## Texto fornecido
= = = = = = =
Até aliados de Jair Bolsonaro dizem que a postura dele durante a pandemia de Covid-19, marcada por negacionismo científico e falta de solidariedade às vítimas, contribuiu para que o capitão perdesse a eleição de 2022 e se tornasse o primeiro presidente da República a fracassar na tentativa de conquistar a reeleição.
Diante do precedente, Lula reagiu rapidamente ao maior desastre natural da história do Rio Grande do Sul. O presidente já visitou três vezes o estado, anunciou medidas bilionárias para socorrer os desabrigados e a economia local e até visitou um abrigo improvisado, como forma de fazer um contraponto à falta de empatia imputada ao seu antecessor.
O destaque dado à atuação do petista incomodou Bolsonaro, que não pôde viajar de imediato ao Rio Grande do Sul, onde bateu Lula no segundo turno de 2022, por ter ficado doze dias internado num hospital em São Paulo em razão de um tratamento para erisipela. Depois de receber alta, o ex-presidente anunciou uma espécie de contra-ataque.
Trincheira das redes sociais
Em seu canal no Telegram, que tem mais de 1,7 milhão de inscritos, Bolsonaro avisou que, “já recuperado”, fará um giro por seis municípios de São Paulo, entre os dias 27 de maio e primeiro de junho, para recolher doações para o Rio Grande do Sul. Ele até sugere itens, como colchão, cesta básica e materiais de limpeza e higiene pessoal.
Bolsonaro também prestou contas da atuação de dois de seus filhos parlamentares nos esforços de reação à tragédia no Sul. “Enquanto estive no hospital, meu filho Carlos Bolsonaro esteve no Rio Grande do Sul, na região serrana de Bento Gonçalves, revelando as peculiaridades dos problemas locais, expondo situação catastrófica do Vale, algo pouco exposto na mídia convencional, que está focada na região de Porto Alegre, Lajeado e Canoas”, escreveu o ex-presidente.
Ele ainda destacou que seu filho Eduardo Bolsonaro, deputado federal, remanejou parte de suas emendas parlamentares para áreas afetadas pela enchente. Não especificou quanto nem para quais municípios. Enquanto ainda estava hospitalizado, Bolsonaro divulgou um vídeo que, com o objetivo de reforçar a versão de que é perseguido pela mídia tradicional, ironiza a cobertura da imprensa. Na peça, um dublê de repórter de TV abre sua fala da seguinte forma: “O que está acontecendo aqui no Rio Grande do Sul é o que eu chamaria de novo genocídio do governo Bolsonaro. É um completo descaso desse governo fascista”.
A lacração e a ironia são armas conhecidas do ex-presidente. Segundo seus próprios aliados, ele talvez não precisasse usá-las se não tivesse adotado uma postura de descaso diante das mais de 700 000 mortes provocadas por Covid-19 no Brasil. Sua frase “Não sou coveiro, tá” custa caro para ele até hoje.
= = = = = = =
## Dados exibidos
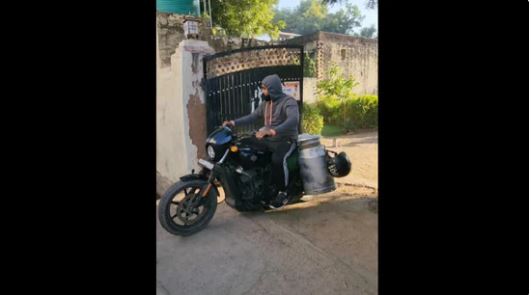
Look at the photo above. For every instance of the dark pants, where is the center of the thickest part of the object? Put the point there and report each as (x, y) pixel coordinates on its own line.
(279, 149)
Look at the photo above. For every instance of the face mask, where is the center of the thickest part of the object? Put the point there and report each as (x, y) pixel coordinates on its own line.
(266, 98)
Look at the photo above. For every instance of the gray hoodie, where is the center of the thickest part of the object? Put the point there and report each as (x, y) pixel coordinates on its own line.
(285, 111)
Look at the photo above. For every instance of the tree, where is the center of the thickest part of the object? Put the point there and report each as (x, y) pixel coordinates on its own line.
(246, 18)
(371, 4)
(368, 32)
(312, 15)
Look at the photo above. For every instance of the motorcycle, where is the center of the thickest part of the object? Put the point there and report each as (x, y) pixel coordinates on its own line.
(243, 171)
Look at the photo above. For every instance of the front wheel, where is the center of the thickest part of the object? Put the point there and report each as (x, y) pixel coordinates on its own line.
(182, 209)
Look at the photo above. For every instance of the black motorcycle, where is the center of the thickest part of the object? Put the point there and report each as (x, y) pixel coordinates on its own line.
(244, 173)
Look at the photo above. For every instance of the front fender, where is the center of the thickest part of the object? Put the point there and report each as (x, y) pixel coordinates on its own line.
(198, 176)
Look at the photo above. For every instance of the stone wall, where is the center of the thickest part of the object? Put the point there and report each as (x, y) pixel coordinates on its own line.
(354, 55)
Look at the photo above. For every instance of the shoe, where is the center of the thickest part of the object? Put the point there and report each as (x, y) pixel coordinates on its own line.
(279, 201)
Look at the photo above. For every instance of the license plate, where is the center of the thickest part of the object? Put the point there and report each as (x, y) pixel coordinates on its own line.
(206, 164)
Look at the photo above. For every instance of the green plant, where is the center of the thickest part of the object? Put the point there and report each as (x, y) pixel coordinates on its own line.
(309, 66)
(360, 112)
(312, 120)
(332, 93)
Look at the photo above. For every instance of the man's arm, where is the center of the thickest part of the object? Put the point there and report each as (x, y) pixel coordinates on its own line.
(258, 113)
(292, 119)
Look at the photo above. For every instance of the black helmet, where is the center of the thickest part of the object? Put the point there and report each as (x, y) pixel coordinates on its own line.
(339, 165)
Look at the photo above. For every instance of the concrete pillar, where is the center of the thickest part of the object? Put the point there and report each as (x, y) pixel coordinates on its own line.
(181, 113)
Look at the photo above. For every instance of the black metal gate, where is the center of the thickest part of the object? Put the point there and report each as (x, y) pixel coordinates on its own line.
(232, 80)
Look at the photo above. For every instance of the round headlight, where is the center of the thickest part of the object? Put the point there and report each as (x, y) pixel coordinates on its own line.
(211, 152)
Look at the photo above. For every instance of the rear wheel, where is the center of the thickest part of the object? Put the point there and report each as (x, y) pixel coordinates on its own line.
(182, 209)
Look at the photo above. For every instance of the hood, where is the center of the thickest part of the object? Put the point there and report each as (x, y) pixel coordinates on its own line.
(274, 85)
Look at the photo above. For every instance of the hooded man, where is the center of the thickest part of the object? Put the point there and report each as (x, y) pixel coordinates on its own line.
(280, 114)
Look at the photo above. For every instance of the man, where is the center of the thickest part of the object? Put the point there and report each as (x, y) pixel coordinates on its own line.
(280, 114)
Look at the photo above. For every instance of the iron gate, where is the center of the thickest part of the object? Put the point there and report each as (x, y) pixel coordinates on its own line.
(232, 80)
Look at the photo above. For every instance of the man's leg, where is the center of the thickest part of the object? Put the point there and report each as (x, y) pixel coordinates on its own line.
(279, 149)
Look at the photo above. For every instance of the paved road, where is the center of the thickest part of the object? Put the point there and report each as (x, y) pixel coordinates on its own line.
(324, 245)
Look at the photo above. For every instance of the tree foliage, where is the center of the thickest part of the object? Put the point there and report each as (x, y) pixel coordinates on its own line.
(368, 32)
(312, 15)
(246, 18)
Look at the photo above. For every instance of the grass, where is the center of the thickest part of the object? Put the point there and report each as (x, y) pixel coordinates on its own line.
(331, 130)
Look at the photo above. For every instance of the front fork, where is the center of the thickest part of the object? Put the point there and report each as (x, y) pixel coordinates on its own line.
(210, 180)
(211, 176)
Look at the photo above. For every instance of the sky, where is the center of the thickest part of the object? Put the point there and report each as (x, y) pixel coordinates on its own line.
(371, 15)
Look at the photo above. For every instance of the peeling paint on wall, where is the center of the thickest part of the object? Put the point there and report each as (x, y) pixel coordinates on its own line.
(197, 122)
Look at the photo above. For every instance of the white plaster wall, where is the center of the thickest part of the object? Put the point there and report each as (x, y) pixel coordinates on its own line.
(176, 155)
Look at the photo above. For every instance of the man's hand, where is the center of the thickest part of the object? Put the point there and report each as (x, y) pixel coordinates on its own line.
(229, 123)
(265, 132)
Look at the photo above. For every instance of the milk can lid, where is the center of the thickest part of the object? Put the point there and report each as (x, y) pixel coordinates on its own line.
(305, 137)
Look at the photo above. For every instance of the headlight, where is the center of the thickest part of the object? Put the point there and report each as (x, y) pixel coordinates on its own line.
(211, 152)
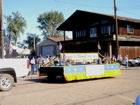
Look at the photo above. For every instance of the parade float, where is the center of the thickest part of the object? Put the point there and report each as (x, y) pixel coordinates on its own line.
(80, 66)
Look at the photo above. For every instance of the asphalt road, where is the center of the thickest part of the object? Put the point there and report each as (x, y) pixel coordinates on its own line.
(33, 90)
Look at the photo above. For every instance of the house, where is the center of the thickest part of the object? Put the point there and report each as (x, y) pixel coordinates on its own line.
(89, 28)
(49, 46)
(16, 51)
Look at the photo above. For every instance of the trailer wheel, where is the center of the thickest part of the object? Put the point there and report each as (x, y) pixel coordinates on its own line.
(6, 82)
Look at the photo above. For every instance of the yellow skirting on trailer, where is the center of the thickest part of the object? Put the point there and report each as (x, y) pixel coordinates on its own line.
(82, 75)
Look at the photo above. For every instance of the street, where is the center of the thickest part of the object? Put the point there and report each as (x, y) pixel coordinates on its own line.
(35, 90)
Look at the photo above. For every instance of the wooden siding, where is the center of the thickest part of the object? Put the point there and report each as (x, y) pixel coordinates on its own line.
(123, 28)
(131, 51)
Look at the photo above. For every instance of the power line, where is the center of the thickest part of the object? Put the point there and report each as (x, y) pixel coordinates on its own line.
(71, 3)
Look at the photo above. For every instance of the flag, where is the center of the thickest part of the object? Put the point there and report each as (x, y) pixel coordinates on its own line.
(98, 46)
(9, 43)
(60, 46)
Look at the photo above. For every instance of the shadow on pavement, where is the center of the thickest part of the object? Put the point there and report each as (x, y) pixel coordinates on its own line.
(59, 80)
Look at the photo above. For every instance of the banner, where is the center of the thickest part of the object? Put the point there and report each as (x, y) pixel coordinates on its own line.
(80, 56)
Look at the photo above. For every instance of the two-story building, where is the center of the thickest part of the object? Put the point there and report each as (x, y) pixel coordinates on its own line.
(89, 28)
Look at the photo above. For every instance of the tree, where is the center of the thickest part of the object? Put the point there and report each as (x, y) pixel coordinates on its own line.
(15, 25)
(49, 21)
(30, 40)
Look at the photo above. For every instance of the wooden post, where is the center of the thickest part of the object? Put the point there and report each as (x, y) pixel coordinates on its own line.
(116, 28)
(1, 31)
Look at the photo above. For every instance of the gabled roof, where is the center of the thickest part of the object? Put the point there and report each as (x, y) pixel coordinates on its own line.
(57, 39)
(80, 19)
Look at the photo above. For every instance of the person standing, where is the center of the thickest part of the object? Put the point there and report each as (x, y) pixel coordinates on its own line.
(126, 60)
(32, 62)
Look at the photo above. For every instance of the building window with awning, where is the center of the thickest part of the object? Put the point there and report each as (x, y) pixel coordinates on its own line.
(130, 29)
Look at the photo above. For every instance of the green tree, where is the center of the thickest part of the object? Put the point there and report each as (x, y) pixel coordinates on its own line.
(49, 21)
(15, 25)
(30, 40)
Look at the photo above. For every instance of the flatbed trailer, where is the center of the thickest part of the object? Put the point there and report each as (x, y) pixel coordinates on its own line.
(83, 71)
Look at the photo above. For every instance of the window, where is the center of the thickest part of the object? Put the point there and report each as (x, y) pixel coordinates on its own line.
(130, 29)
(81, 33)
(107, 29)
(93, 32)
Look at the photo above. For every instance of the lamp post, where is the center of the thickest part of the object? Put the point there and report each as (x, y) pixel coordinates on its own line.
(1, 32)
(116, 28)
(34, 43)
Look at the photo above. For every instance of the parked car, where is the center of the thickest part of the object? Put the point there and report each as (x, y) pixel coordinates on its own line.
(134, 62)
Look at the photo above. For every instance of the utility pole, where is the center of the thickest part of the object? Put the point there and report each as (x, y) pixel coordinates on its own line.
(116, 28)
(1, 32)
(34, 43)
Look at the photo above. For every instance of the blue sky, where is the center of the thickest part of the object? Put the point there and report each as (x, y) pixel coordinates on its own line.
(31, 9)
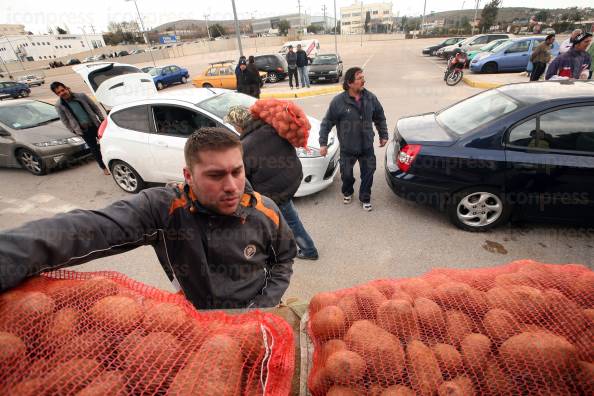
= = = = = = =
## Enunciado
Reproduza o texto de "Até aliados de" até "conquistar a reeleição.", inclusive, trocando "capitão" por "ex-militar". As entradas não têm relação com o texto.

## Resposta
Até aliados de Jair Bolsonaro dizem que a postura dele durante a pandemia de Covid-19, marcada por negacionismo científico e falta de solidariedade às vítimas, contribuiu para que o ex-militar perdesse a eleição de 2022 e se tornasse o primeiro presidente da República a fracassar na tentativa de conquistar a reeleição.